PROBLEM TO WORK ON: Rewrite the lines below as a JSON list of strings, one string per line, skipping blank lines and leaving out the pictures.

***** RECORDS FOR THE TASK

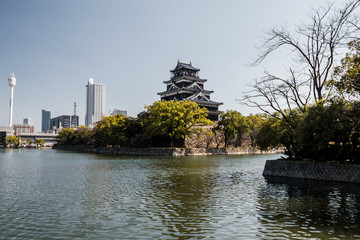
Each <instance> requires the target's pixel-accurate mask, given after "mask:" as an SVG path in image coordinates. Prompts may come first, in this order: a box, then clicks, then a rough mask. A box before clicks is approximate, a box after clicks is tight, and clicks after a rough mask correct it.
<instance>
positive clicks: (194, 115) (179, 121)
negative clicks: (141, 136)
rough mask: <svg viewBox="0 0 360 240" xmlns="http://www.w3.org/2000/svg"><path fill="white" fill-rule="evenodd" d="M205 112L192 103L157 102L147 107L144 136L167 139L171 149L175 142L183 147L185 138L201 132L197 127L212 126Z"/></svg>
mask: <svg viewBox="0 0 360 240" xmlns="http://www.w3.org/2000/svg"><path fill="white" fill-rule="evenodd" d="M207 112H208V111H207V109H206V108H200V107H199V106H198V105H197V103H195V102H192V101H157V102H155V103H154V104H153V105H151V106H148V107H147V118H146V121H145V129H144V130H145V136H146V137H147V138H149V139H151V138H153V139H154V138H168V139H169V141H170V146H171V147H173V146H174V143H175V142H176V141H180V142H181V144H182V145H183V144H184V140H185V137H186V136H191V134H192V133H195V132H198V131H202V129H201V128H198V126H204V125H213V122H212V121H210V120H209V119H207V118H206V117H207Z"/></svg>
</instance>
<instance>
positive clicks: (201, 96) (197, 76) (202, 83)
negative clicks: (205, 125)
mask: <svg viewBox="0 0 360 240" xmlns="http://www.w3.org/2000/svg"><path fill="white" fill-rule="evenodd" d="M199 71H200V69H198V68H194V67H193V66H192V65H191V63H190V64H187V63H181V62H179V61H178V63H177V65H176V67H175V69H174V70H171V71H170V72H171V73H172V75H171V79H170V80H168V81H164V83H165V84H166V91H164V92H160V93H158V95H160V96H161V99H162V100H165V101H169V100H175V101H181V100H189V101H193V102H196V103H197V104H198V105H199V107H201V108H203V107H205V108H207V110H208V111H209V112H208V118H209V119H210V120H212V121H218V120H219V115H220V113H221V111H219V110H218V108H219V106H220V105H222V103H220V102H214V101H212V100H210V94H212V93H213V92H214V91H209V90H205V89H204V83H205V82H206V81H207V80H206V79H201V78H199Z"/></svg>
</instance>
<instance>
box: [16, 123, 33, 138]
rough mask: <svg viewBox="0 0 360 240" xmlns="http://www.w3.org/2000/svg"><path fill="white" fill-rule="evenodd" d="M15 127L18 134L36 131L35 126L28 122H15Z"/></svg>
mask: <svg viewBox="0 0 360 240" xmlns="http://www.w3.org/2000/svg"><path fill="white" fill-rule="evenodd" d="M13 129H14V133H15V135H16V136H17V135H19V134H21V133H34V126H32V125H31V126H30V125H27V124H26V125H24V124H13Z"/></svg>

**********

EXERCISE SOLUTION:
[
  "Each <instance> requires the target's pixel-accurate mask, given after \"mask:\" as an SVG path in image coordinates. Prompts may come first, in this order: a box, then clicks, then a rough mask. A box before clicks is approximate, a box after clicks is tight, and clicks after a rough mask correct it.",
  "<instance>",
  "positive clicks: (194, 115) (179, 121)",
  "negative clicks: (141, 136)",
  "rough mask: <svg viewBox=\"0 0 360 240\" xmlns=\"http://www.w3.org/2000/svg\"><path fill=\"white\" fill-rule=\"evenodd\" d=\"M205 112L192 103L157 102L147 107L144 136L167 139L171 149L175 142L183 147L185 138L201 132L197 127L212 126Z\"/></svg>",
  "mask: <svg viewBox=\"0 0 360 240\" xmlns=\"http://www.w3.org/2000/svg\"><path fill=\"white\" fill-rule=\"evenodd\" d=\"M207 112H208V111H207V109H206V108H200V107H199V106H198V105H197V103H195V102H192V101H157V102H155V103H154V104H153V105H151V106H148V107H147V118H146V121H145V129H144V130H145V136H146V137H147V138H149V139H151V138H153V139H154V138H168V139H169V141H170V146H171V147H173V146H174V143H175V142H176V141H180V142H181V144H182V145H183V144H184V140H185V137H186V136H191V134H192V133H195V132H198V131H202V129H201V128H198V126H204V125H213V122H212V121H210V120H209V119H207V118H206V117H207Z\"/></svg>",
  "</instance>",
  "<instance>",
  "positive clicks: (201, 96) (197, 76) (202, 83)",
  "negative clicks: (205, 125)",
  "mask: <svg viewBox=\"0 0 360 240\" xmlns=\"http://www.w3.org/2000/svg\"><path fill=\"white\" fill-rule=\"evenodd\" d=\"M199 71H200V69H198V68H194V67H193V66H192V65H191V63H190V64H187V63H181V62H179V61H178V63H177V65H176V67H175V69H174V70H171V71H170V72H171V73H172V75H171V79H170V80H168V81H164V83H165V84H166V91H164V92H160V93H158V95H160V96H161V99H162V100H165V101H169V100H175V101H181V100H189V101H193V102H196V103H197V104H198V105H199V107H201V108H203V107H205V108H207V110H208V111H209V112H208V118H209V119H210V120H212V121H218V120H219V115H220V113H221V111H219V110H218V108H219V106H220V105H222V103H220V102H214V101H212V100H210V94H212V93H213V92H214V91H209V90H205V89H204V83H205V82H206V81H207V80H206V79H201V78H199Z\"/></svg>",
  "</instance>",
  "<instance>",
  "box: [16, 123, 33, 138]",
  "rough mask: <svg viewBox=\"0 0 360 240\" xmlns=\"http://www.w3.org/2000/svg\"><path fill=\"white\" fill-rule=\"evenodd\" d=\"M15 127L18 134L36 131L35 126L28 122H15Z\"/></svg>",
  "mask: <svg viewBox=\"0 0 360 240\" xmlns=\"http://www.w3.org/2000/svg\"><path fill=\"white\" fill-rule=\"evenodd\" d=\"M13 129H14V133H15V135H16V136H17V135H19V134H21V133H34V126H32V125H31V126H30V125H27V124H26V125H24V124H13Z\"/></svg>"
]